Culurgiones-Seadas / Specialità enogastronomiche sarde

I Culurgiònes o Culurgiònis sono senza dubbio il piatto più famoso della cucina tipica ogliastrina, originariamente preparati solo in famiglia, oggi rappresentano una delle maggiori realtà economiche nel campo della pasta fresca e nel panorama della gastronomia ogliastrina e sarda.

Ogni famiglia ogliastrina ancora oggi mantiene le propria peculiarità nella produzione dell'impasto e nella dimensione dei culurgiones. Ma in Ogliastra possiamo individuare delle macrocaratteristiche che sono identificative di alcuni paesi.

**COMPITO 1**: Nei record, riscrivi le righe dalla riga con "Q: In the photo above, point to the blonde" fino alla fine dei record, sostituendo "dangling earring" con "drop earring" e lasciando invariato tutto il resto.

**MATERIALE DA ELABORARE**:
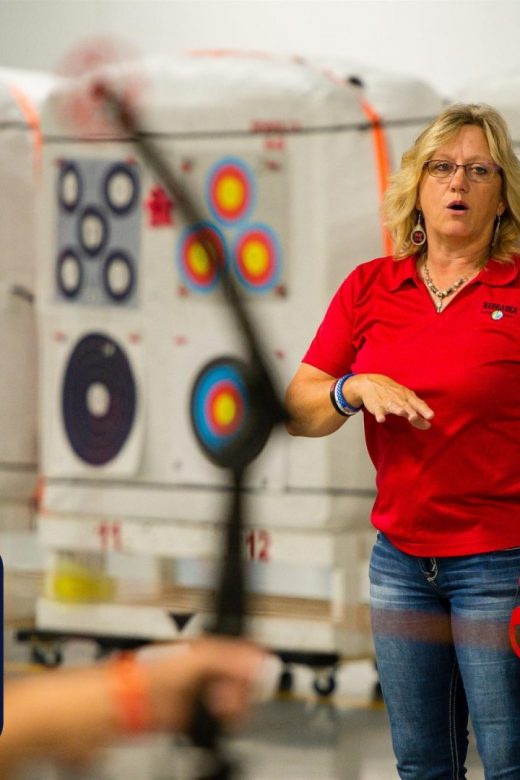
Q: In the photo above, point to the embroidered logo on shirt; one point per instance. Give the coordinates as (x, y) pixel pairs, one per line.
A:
(498, 310)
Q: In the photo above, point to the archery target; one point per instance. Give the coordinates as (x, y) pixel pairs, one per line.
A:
(200, 254)
(98, 399)
(69, 273)
(118, 275)
(69, 186)
(121, 188)
(91, 402)
(230, 190)
(245, 197)
(257, 258)
(98, 232)
(219, 406)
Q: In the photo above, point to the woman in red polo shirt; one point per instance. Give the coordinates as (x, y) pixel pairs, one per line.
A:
(427, 344)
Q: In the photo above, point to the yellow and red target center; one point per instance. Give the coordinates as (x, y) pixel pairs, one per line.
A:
(226, 408)
(198, 260)
(230, 193)
(255, 258)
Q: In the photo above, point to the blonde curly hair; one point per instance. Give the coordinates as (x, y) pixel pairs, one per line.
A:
(399, 205)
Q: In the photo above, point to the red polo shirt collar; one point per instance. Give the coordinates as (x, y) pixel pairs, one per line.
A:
(495, 273)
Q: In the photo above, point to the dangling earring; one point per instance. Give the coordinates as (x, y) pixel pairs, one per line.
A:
(497, 231)
(418, 234)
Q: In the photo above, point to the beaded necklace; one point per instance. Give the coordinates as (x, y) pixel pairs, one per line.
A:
(441, 294)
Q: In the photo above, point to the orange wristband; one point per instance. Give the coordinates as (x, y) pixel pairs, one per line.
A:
(131, 688)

**COMPITO 2**: Trasforma in un breve elenco il paragrafo del testo sui culurgiones che comincia con "Ogni famiglia ogliastrina", mantenendone i fatti principali.

**RISPOSTA COMPLETA 1**:
Q: In the photo above, point to the blonde curly hair; one point per instance. Give the coordinates as (x, y) pixel pairs, one per line.
A:
(399, 205)
Q: In the photo above, point to the red polo shirt collar; one point per instance. Give the coordinates as (x, y) pixel pairs, one per line.
A:
(495, 273)
Q: In the photo above, point to the drop earring; one point per instance. Give the coordinates as (x, y) pixel pairs, one per line.
A:
(497, 231)
(418, 234)
Q: In the photo above, point to the beaded necklace; one point per instance. Give the coordinates as (x, y) pixel pairs, one per line.
A:
(441, 294)
Q: In the photo above, point to the orange wristband; one point per instance. Give the coordinates as (x, y) pixel pairs, one per line.
A:
(131, 688)

**RISPOSTA COMPLETA 2**:
- Ogni famiglia ogliastrina conserva ancora oggi le proprie peculiarità nell'impasto e nella dimensione dei culurgiones.
- In Ogliastra si possono individuare macrocaratteristiche che identificano alcuni paesi.